• [EXERCISE PROMPT]
Reproduce every entry below word for word, changing nothing.
═══ DATA PROVIDED ═══
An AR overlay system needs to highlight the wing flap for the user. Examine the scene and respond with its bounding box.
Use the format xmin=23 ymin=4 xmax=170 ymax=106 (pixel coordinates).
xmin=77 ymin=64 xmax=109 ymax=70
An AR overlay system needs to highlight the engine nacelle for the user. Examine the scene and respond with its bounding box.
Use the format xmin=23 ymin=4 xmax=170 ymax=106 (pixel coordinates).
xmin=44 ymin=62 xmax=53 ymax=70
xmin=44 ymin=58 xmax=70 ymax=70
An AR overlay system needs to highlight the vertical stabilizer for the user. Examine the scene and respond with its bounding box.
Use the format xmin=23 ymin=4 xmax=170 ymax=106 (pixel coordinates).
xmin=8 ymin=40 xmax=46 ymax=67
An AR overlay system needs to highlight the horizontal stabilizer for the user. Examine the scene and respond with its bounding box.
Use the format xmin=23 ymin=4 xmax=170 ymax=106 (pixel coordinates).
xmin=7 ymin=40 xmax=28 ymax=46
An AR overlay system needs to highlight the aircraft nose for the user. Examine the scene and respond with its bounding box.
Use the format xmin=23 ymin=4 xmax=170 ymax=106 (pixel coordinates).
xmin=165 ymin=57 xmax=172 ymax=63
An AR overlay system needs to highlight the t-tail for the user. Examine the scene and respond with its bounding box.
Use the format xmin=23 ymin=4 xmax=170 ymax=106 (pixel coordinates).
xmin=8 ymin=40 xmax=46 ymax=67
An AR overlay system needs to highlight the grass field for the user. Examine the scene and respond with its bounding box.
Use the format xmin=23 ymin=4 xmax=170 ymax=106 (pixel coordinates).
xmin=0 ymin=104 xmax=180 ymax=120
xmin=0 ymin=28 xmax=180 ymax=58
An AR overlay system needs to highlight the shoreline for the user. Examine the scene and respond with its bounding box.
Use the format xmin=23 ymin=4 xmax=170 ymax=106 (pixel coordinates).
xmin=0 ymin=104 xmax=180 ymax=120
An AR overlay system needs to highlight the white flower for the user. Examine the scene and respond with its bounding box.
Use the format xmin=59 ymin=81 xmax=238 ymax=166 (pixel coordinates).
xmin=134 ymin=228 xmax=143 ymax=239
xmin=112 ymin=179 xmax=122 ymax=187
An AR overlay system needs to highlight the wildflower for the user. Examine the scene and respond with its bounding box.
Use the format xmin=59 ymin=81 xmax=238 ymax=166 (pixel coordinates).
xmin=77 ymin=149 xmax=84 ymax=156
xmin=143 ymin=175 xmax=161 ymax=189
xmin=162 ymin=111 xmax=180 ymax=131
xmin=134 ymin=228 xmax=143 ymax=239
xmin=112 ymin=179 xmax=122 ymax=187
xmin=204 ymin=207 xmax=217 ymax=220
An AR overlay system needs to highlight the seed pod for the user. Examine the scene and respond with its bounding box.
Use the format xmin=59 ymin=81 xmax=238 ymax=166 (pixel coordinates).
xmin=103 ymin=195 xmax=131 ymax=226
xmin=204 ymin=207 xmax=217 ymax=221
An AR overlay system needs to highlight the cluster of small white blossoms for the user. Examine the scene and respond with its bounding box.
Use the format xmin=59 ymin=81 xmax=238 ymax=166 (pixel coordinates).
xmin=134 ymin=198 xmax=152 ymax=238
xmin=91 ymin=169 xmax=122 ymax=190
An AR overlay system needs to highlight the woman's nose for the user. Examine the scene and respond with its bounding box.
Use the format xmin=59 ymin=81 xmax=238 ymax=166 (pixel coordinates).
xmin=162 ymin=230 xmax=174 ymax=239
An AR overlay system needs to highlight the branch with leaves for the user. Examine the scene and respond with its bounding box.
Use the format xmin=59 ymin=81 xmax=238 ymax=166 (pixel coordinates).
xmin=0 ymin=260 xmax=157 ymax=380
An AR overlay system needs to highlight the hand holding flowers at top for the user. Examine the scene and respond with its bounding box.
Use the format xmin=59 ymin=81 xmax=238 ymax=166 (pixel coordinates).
═══
• [CORRECT RESULT]
An AR overlay system needs to highlight the wing flap for the user. Examine the scene and respond with its bounding box.
Use the format xmin=23 ymin=4 xmax=170 ymax=106 (pixel coordinates).
xmin=77 ymin=64 xmax=109 ymax=70
An AR overlay system needs to highlight the engine nacelle for the user. Examine the scene and respond with its bounding box.
Use the format xmin=23 ymin=4 xmax=170 ymax=106 (pixel coordinates).
xmin=44 ymin=62 xmax=53 ymax=70
xmin=44 ymin=58 xmax=70 ymax=70
An AR overlay system needs to highlight the vertical stabilizer for the user. Examine the scene and respond with its bounding box.
Use the format xmin=23 ymin=4 xmax=170 ymax=106 (pixel coordinates).
xmin=8 ymin=40 xmax=46 ymax=67
An AR overlay system needs to highlight the horizontal stabilizer for the user. Examine the scene and respond with its bounding box.
Use the format xmin=23 ymin=4 xmax=170 ymax=106 (pixel coordinates).
xmin=7 ymin=40 xmax=28 ymax=46
An AR overlay system needs to highlight the aircraft nose for the user. Examine the scene and respond with its bounding box.
Use the format xmin=23 ymin=4 xmax=170 ymax=106 (pixel coordinates).
xmin=165 ymin=57 xmax=172 ymax=63
An AR overlay system needs to highlight the t-tail for the user. Examine the scene and respond with its bounding box.
Use the format xmin=23 ymin=4 xmax=170 ymax=106 (pixel coordinates).
xmin=8 ymin=40 xmax=46 ymax=67
An AR overlay system needs to highlight the grass field for the user. Examine the scene and respond with its bounding box.
Use the format xmin=23 ymin=4 xmax=170 ymax=106 (pixel coordinates).
xmin=0 ymin=104 xmax=180 ymax=120
xmin=0 ymin=28 xmax=180 ymax=58
An AR overlay system needs to highlight the shoreline for the user. Examine the scene and respond with its bounding box.
Use the format xmin=23 ymin=4 xmax=170 ymax=106 (pixel coordinates).
xmin=0 ymin=104 xmax=180 ymax=120
An AR overlay system needs to highlight the white flower for the user. Examine the scene and respond with its bounding box.
Use the format xmin=59 ymin=81 xmax=238 ymax=166 (pixel coordinates).
xmin=134 ymin=228 xmax=143 ymax=239
xmin=112 ymin=179 xmax=122 ymax=187
An AR overlay system needs to highlight the wildflower for the user. Examine the scene and respond with its bounding box.
Use the format xmin=59 ymin=81 xmax=238 ymax=166 (pixel coordinates).
xmin=77 ymin=149 xmax=84 ymax=156
xmin=143 ymin=175 xmax=161 ymax=189
xmin=162 ymin=111 xmax=180 ymax=131
xmin=134 ymin=228 xmax=143 ymax=239
xmin=112 ymin=179 xmax=122 ymax=187
xmin=204 ymin=207 xmax=217 ymax=220
An AR overlay system needs to highlight the seed pod for the user. Examine the scene and respond with its bounding box.
Use the format xmin=59 ymin=81 xmax=238 ymax=166 (pixel coordinates).
xmin=103 ymin=195 xmax=131 ymax=226
xmin=204 ymin=207 xmax=217 ymax=221
An AR overlay system needs to highlight the cluster of small white blossoms for the user. Examine the scene and respond with its bounding box.
Use the format xmin=59 ymin=81 xmax=238 ymax=166 (pixel coordinates).
xmin=134 ymin=198 xmax=152 ymax=238
xmin=91 ymin=169 xmax=122 ymax=190
An AR overlay system needs to highlight the woman's nose for the user. Examine the scene and respond with its bounding box.
Use the format xmin=59 ymin=81 xmax=238 ymax=166 (pixel coordinates).
xmin=162 ymin=230 xmax=174 ymax=239
An AR overlay system needs to highlight the branch with leaves for the user. Examine the scene and respond with its bounding box.
Use the format xmin=59 ymin=81 xmax=238 ymax=166 (pixel coordinates).
xmin=0 ymin=260 xmax=157 ymax=380
An AR overlay system needs to highlight the hand holding flowers at top for the user. Examine the scene and respond with its bounding box.
Use the format xmin=59 ymin=81 xmax=238 ymax=166 (pixel coordinates).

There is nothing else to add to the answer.